# TEXT PROVIDED:
········

Modern advance in the study of Renaissance historiography has concentrated mainly on Italy; the application of its results to English Renaissance historiography and literature has been curiously long delayed. This is strange, since the tracing of rhetorical themes in the English Renaissance has grown in recent years into a formidable output of studies. In this enthusiasm for rhetoric it seems to have been forgotten that history as developed in the Italian Renaissance was itself a branch of rhetoric allied to moral philosophy; that arising out of the emphasis on history there arose new schools of historical thought which transformed the old assumptions; that of all the Renaissance themes adopted in England in the sixteenth century the new emphasis on history was one of the most prominent. In England the old style of chronicle history still held the field throughout the century though humanist influences came flowing in. Hall and Holinshed are chroniclers; a humanist educator, like Ascham, advises study of ancient historians for their style, and Thomas Elyot in The Governour and Walter Raleigh in his History of the World quote Cicero on the moral value of history. Humanist emphasis on exemplarism—on history as moral philosophy teaching right conduct by taking historical personages as examples of virtues and vices (this was of course also a medieval tradition)—was taken for granted, and humanist imitation of ancient historians flourished. How far the more advanced types of critical historical thinking really penetrated English theory or practice in the period is a moot question.
In his lectures at Toronto, now published as The Race of Time, Herschel Baker attacks the subject of English Renaissance historiography through studying three main themes, illustrated from a very wide range of reading. Among the many historians discussed or quoted are Holinshed, Speed, Camden, Selden, Thomas More, Cotton, Hakewill, Raleigh, Francis Bacon, and Milton. First he emphasizes that the Renaissance historian was concerned to find the “truth” of history when it followed, since truths differed from opinions, that history tended to be strongly propagandist. Next he proves that the exemplarist view of history was dominant. Finally he discusses the “Form of History” and finds that there was a growing dissatisfaction with traditional historical methods and a search for new approaches. He has skillfully organized his rich material to make these three points, and the points themselves are well chosen and fundamental.

········

Bounding-box entries:

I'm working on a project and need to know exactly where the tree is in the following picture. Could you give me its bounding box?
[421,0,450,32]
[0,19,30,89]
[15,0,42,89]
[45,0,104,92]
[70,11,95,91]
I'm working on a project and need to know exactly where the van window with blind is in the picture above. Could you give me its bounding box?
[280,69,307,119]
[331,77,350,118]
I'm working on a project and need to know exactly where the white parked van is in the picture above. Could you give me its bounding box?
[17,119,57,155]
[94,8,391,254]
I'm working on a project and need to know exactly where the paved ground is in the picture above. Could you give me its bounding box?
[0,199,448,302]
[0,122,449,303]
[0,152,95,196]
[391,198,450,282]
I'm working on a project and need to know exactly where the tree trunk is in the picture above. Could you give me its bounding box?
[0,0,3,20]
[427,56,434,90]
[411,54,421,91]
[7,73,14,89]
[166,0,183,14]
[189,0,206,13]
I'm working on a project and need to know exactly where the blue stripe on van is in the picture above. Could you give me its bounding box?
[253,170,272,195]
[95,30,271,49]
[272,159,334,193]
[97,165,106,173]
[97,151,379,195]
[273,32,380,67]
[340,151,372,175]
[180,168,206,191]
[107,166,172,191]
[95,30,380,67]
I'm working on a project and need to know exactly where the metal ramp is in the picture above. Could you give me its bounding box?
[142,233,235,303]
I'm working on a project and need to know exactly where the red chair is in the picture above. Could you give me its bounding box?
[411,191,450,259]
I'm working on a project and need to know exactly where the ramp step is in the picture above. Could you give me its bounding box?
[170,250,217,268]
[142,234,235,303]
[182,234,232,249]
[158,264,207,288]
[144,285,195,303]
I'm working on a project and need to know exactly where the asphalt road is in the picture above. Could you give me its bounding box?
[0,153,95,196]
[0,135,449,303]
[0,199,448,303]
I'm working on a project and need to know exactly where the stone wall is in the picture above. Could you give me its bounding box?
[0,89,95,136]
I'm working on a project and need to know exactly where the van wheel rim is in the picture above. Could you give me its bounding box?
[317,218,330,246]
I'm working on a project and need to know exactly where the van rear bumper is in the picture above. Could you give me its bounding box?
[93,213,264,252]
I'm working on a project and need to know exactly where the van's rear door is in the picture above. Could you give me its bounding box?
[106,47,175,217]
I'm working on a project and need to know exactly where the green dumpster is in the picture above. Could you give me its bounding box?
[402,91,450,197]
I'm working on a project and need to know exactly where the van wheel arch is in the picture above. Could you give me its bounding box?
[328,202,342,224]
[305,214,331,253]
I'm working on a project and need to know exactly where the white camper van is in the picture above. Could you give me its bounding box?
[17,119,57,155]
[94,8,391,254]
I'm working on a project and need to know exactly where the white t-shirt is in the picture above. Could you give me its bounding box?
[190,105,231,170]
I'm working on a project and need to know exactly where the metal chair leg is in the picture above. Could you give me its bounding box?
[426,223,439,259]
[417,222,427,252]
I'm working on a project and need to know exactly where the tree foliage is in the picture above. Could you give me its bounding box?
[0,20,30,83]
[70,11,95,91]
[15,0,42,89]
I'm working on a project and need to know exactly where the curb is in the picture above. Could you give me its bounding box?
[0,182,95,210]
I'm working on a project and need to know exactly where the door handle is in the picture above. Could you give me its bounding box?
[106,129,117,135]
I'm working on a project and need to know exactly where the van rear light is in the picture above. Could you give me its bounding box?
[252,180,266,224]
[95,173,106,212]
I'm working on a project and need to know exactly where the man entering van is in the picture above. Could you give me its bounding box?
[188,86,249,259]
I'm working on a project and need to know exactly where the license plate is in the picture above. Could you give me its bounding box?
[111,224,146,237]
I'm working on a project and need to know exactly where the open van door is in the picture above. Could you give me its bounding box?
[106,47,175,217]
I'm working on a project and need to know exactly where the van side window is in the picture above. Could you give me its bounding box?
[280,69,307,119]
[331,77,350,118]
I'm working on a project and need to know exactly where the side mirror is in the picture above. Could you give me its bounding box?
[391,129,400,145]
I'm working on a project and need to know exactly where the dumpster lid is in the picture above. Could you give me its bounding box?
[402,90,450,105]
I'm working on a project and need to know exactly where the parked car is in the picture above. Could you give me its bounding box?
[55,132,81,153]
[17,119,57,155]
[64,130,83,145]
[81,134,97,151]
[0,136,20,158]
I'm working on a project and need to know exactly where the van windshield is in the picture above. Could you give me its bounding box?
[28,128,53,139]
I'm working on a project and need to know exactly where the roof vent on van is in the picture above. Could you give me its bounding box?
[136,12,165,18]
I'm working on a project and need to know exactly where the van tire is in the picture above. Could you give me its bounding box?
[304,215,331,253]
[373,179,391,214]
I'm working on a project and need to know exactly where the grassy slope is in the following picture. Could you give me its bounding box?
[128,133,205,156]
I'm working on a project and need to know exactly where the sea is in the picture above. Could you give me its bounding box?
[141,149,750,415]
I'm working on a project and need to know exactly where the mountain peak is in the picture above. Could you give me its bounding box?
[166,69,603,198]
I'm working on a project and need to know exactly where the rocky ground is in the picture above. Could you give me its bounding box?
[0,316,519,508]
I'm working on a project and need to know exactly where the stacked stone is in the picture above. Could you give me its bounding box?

········

# TO DO:
Please answer these questions from the review:
1. Which two English writers does the review identify as chroniclers?
2. Where did Herschel Baker give the lectures now published as The Race of Time?
3. Whom do Thomas Elyot and Walter Raleigh quote on the moral value of history?
The entries play no part in what comes next.

# RESULT FOR THIS TASK:
1. Hall and Holinshed
2. Toronto
3. Cicero